▶ **WORK TO COMPLETE**: Reproduce the entries exactly, but keep the pictures out of the copy.

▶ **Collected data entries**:

◆ ◆ ◆ ◆ ◆

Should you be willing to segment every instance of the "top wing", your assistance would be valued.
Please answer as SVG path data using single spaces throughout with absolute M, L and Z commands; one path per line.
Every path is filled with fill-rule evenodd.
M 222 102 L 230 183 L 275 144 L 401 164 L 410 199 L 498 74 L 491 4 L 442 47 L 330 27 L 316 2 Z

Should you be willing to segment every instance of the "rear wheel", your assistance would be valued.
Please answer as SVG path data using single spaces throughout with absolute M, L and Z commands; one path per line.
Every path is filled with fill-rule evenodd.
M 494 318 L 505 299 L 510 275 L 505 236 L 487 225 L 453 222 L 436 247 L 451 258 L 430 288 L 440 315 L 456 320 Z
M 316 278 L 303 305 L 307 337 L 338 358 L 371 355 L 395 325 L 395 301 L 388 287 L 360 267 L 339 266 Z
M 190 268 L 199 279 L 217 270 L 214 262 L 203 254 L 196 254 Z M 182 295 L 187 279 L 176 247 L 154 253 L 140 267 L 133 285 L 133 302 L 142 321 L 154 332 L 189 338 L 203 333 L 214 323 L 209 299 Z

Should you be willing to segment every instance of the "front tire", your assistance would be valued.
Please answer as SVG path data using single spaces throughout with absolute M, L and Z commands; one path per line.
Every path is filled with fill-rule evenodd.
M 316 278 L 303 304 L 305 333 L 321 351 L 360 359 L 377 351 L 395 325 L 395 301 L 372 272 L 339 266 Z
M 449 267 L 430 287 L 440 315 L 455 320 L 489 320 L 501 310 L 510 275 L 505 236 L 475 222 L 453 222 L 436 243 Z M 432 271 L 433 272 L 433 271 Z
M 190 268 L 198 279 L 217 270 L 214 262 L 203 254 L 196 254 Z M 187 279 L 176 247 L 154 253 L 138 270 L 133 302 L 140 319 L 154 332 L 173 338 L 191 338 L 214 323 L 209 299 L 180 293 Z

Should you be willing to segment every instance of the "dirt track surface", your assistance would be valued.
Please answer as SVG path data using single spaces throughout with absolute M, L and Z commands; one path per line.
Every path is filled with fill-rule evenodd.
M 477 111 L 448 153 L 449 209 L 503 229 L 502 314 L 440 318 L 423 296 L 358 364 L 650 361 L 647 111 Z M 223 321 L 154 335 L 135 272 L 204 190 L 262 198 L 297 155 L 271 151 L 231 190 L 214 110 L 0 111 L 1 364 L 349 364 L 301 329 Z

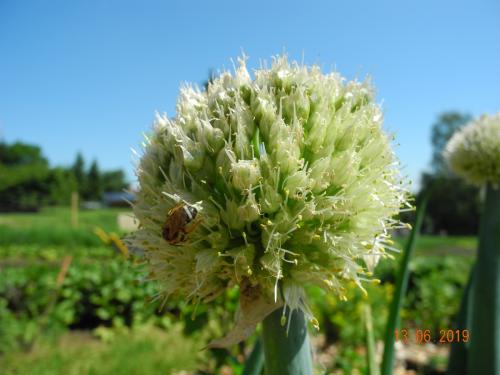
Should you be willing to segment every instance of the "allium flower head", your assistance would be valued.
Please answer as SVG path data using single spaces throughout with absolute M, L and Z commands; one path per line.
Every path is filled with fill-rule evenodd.
M 157 117 L 133 242 L 165 296 L 208 302 L 252 286 L 308 314 L 304 285 L 341 298 L 348 282 L 361 286 L 402 225 L 393 217 L 407 190 L 368 83 L 286 57 L 254 76 L 240 59 L 206 91 L 182 87 L 174 118 Z M 166 241 L 183 206 L 196 223 Z
M 451 169 L 470 183 L 500 185 L 500 113 L 484 115 L 457 131 L 444 155 Z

◆ ◆ ◆ ◆ ◆

▶ **COMPLETED EXERCISE**:
Should you be willing to segment every instance of the "top wing", your assistance would be valued.
Please answer as SVG path data using single spaces throughout with absolute M, L and Z commands; one path per line.
Every path is filled with fill-rule evenodd.
M 222 102 L 230 183 L 275 144 L 401 164 L 410 199 L 498 74 L 491 4 L 442 47 L 330 27 L 316 2 Z

Should you be willing to segment every instance of the "rear wheel", your assistance would be valued.
Please answer as SVG path data using single spaces throughout with absolute M, L and Z commands; one path per line.
Every path is filled with fill-rule evenodd.
M 494 318 L 505 299 L 510 275 L 505 236 L 487 225 L 453 222 L 436 247 L 451 258 L 430 288 L 440 315 L 456 320 Z
M 316 278 L 303 305 L 307 337 L 338 358 L 371 355 L 395 325 L 395 301 L 388 287 L 360 267 L 339 266 Z
M 190 268 L 199 279 L 217 270 L 214 262 L 203 254 L 196 254 Z M 182 295 L 187 279 L 176 247 L 154 253 L 140 267 L 133 285 L 133 302 L 142 321 L 154 332 L 189 338 L 203 333 L 214 323 L 209 299 Z

Should you be willing to segment every instance of the "front tire", your assistance would be valued.
Please answer as SVG path data using single spaces throughout with absolute M, L and Z commands; one path per line.
Every path is filled with fill-rule evenodd.
M 316 278 L 303 304 L 305 333 L 321 351 L 360 359 L 377 351 L 395 325 L 395 301 L 372 272 L 339 266 Z
M 449 267 L 430 287 L 440 315 L 455 320 L 489 320 L 501 310 L 510 275 L 505 236 L 475 222 L 453 222 L 436 243 Z M 432 271 L 433 272 L 433 271 Z
M 190 268 L 198 279 L 217 270 L 214 262 L 203 254 L 196 254 Z M 187 279 L 176 247 L 154 253 L 138 270 L 133 302 L 140 319 L 154 332 L 173 338 L 191 338 L 214 323 L 209 299 L 180 293 Z

Should you be willing to segment every instance of the "dirt track surface", your assistance would be valued.
Please answer as SVG path data using single spaces throughout with absolute M, L and Z commands; one path per line.
Every path is filled with fill-rule evenodd.
M 477 111 L 448 153 L 449 209 L 503 229 L 502 314 L 440 318 L 423 296 L 358 364 L 650 361 L 647 111 Z M 223 321 L 154 335 L 135 272 L 204 190 L 262 198 L 297 155 L 271 151 L 231 190 L 214 110 L 0 111 L 1 364 L 349 364 L 301 329 Z

Should you be willing to segment every instance of the "allium flower head", your assistance would be valued.
Please answer as SVG path data using single spaces throughout with absolute M, L and Z commands; one path per line.
Every path is filled with fill-rule evenodd.
M 157 117 L 133 242 L 165 296 L 208 302 L 252 286 L 308 314 L 304 285 L 341 298 L 348 282 L 361 286 L 402 225 L 393 217 L 407 190 L 368 83 L 286 57 L 254 76 L 240 59 L 206 91 L 182 87 L 174 118 Z M 166 241 L 183 206 L 196 223 Z
M 451 169 L 470 183 L 500 185 L 500 113 L 484 115 L 457 131 L 444 155 Z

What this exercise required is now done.